● What the task requires
Your task is to copy the listing exactly, with the pictures left out.

Lines of data:
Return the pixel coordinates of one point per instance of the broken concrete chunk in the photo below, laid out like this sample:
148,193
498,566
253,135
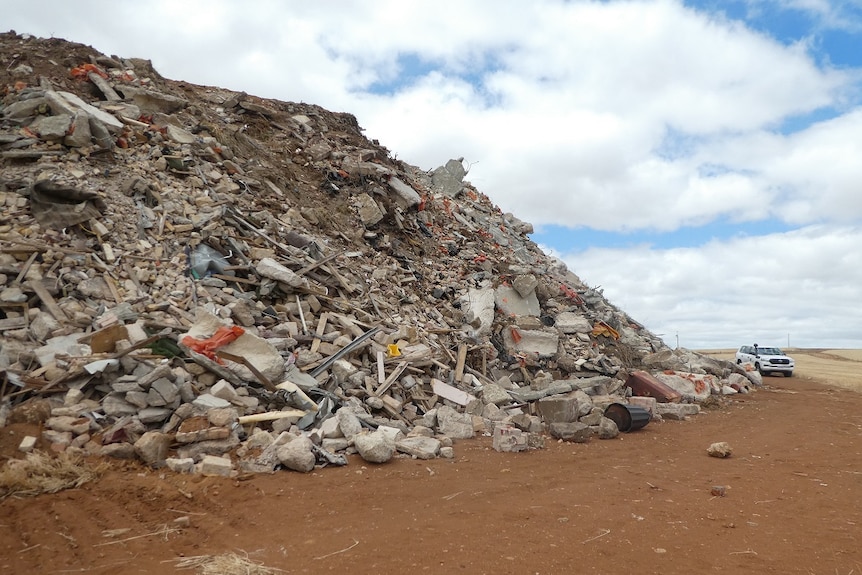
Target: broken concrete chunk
153,448
575,432
453,424
297,455
419,447
374,447
215,465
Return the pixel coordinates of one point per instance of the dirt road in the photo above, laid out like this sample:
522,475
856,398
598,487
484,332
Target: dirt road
641,503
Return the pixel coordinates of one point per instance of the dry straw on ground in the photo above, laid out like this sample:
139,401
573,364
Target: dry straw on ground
225,564
41,473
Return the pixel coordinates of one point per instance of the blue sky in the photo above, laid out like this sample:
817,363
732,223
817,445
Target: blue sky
700,161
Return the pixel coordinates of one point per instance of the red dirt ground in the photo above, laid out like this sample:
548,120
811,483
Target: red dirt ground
641,503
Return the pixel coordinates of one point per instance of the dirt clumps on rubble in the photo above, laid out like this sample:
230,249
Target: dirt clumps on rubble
206,280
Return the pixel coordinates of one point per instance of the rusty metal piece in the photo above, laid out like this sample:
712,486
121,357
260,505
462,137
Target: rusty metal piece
644,384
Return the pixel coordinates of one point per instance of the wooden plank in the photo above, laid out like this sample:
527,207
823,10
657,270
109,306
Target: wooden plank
321,327
48,300
446,391
459,365
381,372
396,373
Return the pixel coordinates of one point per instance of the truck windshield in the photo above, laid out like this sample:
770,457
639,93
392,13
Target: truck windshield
769,351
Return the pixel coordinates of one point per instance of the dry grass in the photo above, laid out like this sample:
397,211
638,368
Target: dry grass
225,564
41,473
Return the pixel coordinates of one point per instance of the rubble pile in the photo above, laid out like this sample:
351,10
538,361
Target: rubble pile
209,281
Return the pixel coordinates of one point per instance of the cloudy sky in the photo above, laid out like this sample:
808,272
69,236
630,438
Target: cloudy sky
699,161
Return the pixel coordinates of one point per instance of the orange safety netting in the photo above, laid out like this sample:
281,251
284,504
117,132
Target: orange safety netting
223,336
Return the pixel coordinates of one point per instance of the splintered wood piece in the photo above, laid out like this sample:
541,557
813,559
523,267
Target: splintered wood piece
48,300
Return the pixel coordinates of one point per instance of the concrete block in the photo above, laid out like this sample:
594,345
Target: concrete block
558,409
215,465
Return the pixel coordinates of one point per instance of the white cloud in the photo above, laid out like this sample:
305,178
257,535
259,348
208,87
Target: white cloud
802,283
620,116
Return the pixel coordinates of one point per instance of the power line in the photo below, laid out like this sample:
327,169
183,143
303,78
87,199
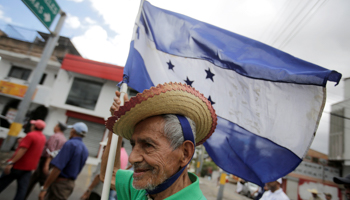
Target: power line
307,17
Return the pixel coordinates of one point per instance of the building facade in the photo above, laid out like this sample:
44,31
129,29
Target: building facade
314,172
71,89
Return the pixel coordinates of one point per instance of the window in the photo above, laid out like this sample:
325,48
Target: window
20,73
84,93
314,160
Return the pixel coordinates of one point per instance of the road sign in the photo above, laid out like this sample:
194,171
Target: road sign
44,10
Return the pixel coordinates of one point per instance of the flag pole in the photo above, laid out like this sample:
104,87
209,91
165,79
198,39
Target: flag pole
114,140
112,152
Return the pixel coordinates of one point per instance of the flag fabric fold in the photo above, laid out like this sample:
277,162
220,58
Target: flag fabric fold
268,102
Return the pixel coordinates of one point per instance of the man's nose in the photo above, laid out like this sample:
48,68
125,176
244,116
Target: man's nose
135,155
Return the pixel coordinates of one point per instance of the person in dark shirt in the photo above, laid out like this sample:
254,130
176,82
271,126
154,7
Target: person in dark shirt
26,159
66,165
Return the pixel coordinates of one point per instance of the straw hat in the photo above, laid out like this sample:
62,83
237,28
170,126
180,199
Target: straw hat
314,191
169,98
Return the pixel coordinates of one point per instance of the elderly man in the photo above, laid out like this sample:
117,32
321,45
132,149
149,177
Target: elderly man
346,182
25,159
66,165
275,191
163,125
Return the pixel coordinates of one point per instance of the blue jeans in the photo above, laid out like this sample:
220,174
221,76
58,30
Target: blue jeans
22,178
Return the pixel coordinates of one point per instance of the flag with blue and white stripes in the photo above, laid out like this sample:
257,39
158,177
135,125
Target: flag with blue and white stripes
268,102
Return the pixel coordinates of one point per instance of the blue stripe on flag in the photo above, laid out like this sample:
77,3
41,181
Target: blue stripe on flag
180,35
239,151
135,68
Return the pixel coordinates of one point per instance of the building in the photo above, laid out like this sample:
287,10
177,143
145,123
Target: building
314,172
339,133
71,89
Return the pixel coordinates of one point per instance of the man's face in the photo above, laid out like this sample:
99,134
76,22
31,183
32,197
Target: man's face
153,159
347,191
56,129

● Exercise result
Return the pixel coordinates of one point per instance of the broken concrete chunk in the photo below, laid out like this sample:
148,193
498,566
253,135
Target: broken concrete chunk
153,448
575,432
453,424
297,455
419,447
374,447
215,465
Return the pixel coordinates of one point per instance of the dirt road in the photo above, laid out like this sample:
522,475
856,398
598,487
484,332
Target: dirt road
641,503
Return the pixel coordinates of one point per instance of the dry straw on ground in the photo above, laid out like this sample:
139,401
573,364
Target: dry straw on ground
225,564
41,473
Return the pixel coordinates of one point per instance of the blue sky in the photo above, laid out like this sample:
817,363
732,223
817,445
Target: blue sky
700,161
Return the pixel coordinates of one point per instance of the red dirt ground in the photo above, laid out like this sample:
548,120
811,483
Target: red dirt ground
641,503
Return the pixel coordinates of one point per instance of the dirt clumps on rubble in the photo above, laid out like this sample:
230,249
Target: dirt clumps on rubble
206,280
Return the pixel coordinates of one point per instance of the rusty metal piece in the photo above, laid out like this sample:
712,486
121,357
260,505
462,137
Target: rusty metal piece
644,384
Return the pixel coordinates of one point per instance of the wooden plank in the photo above, laid out like this sample:
527,207
823,10
657,270
109,306
Target: wooden plank
321,327
48,300
446,391
459,365
381,372
396,373
Return the pixel coordinates of one point per instance of the truck windshield in the photo above, laid out like this sample:
770,457
639,93
392,13
Target: truck windshield
769,351
Return the pixel coordinates of one point per instance of the dry grass in the photo above, laid out like this sample:
397,211
638,368
Target: dry grass
225,564
41,473
Return the pixel coordinates of one point per instance of the rubble pile in the photo above, laid out like this sample:
351,10
538,361
Target: rubble pile
209,281
Return the pixel coordinates of one point per instance of the cloudy sky in the photo above, laid out like this sample:
808,272
69,236
630,438
Target: cloudy sky
699,161
Return the pixel coordinates of one point per instance of the orange safety netting in the photo above, laid out like this sample:
281,251
284,504
117,132
Target: orange safety netting
223,336
Return the pixel coordinates of one point per instance of the splintered wood piece in the photo above, laid out like this sample:
541,557
813,559
523,267
Target: splintered wood piece
48,300
Return the pixel coordinates of one point per instance of the concrete block in the photo above, laid out like this sample:
594,345
Target: concrete block
558,409
215,465
Return the pixel coordinates of one point per instance of the white cloud in the photo above, laid out like this sample:
305,178
257,535
259,348
208,87
Target: white cloud
802,283
620,116
Return the pixel coordinates of one point per instance of the power line in the photo below, laid out like this sample:
327,169
183,143
303,78
87,199
Target: power line
307,17
Return the pixel coordinates of one point per instance of the building facade in the photo above, laid out like this sample:
44,31
129,29
Target: building facade
314,172
71,89
Return the pixel coordinates of one point per instance of the window in the photo above, laid out like this sample:
325,48
Target: window
20,73
84,93
314,160
Return the pixel coordinates of one point per instance of the road sign in the photo above, laid out like this sample:
194,171
Target: road sign
44,10
Return the pixel coordinates of one point per instance of the flag pole in the photo above, laid out like this sample:
104,87
209,91
165,79
198,39
Target: flag pole
114,140
112,152
Return the pixel coordinates of one point per instance of the flag fabric fold in the photo above, laid out like this sample:
277,162
220,58
Target: flag fabric fold
268,102
Return the pixel coordinates of one point per instance of the man's nose in the photo above, laid out like this sample:
48,68
125,176
244,116
Target: man's nose
135,155
Return the pixel coordinates of one point per instance of the person in dark shirt in the photo above, laid out like this sample:
254,130
176,82
271,126
154,7
Target: person in dark shirt
26,159
66,165
Return the pixel coordinates of one point per instance of the straw hat in the photo above, laid out like this sample:
62,83
237,28
170,126
180,199
Target: straw hat
314,191
169,98
Return the pixel coordinates of one point per instance of the elderly man in the photo above, laid out like this sample:
117,32
321,45
132,149
149,177
Target: elderly man
346,182
25,159
66,165
275,191
163,125
Return the pixel coordinates of one point per instance of the blue jeans in the photo above, laid out like this sample:
220,174
221,76
58,30
Target: blue jeans
22,178
Return the pixel coordinates of one point per instance of the flag with blue and white stripes in the photo above, laid out like this sample:
257,39
158,177
135,125
Target: flag with blue and white stripes
268,102
Return the pixel coordinates of one point per instance of the blue stripe on flag in the photo above, laid out like this sample:
77,3
41,181
Target: blue stripe on flag
180,35
239,151
135,68
Return the pixel coordinates of one point per instance of the building in the photo above, laid out like this sample:
287,10
177,143
145,123
Target: building
314,172
339,133
71,89
Return the pixel coordinates of one point per instance of the man's face in the photo above, laid out like this sample:
99,134
76,22
31,183
32,197
Target: man's face
153,159
347,191
56,129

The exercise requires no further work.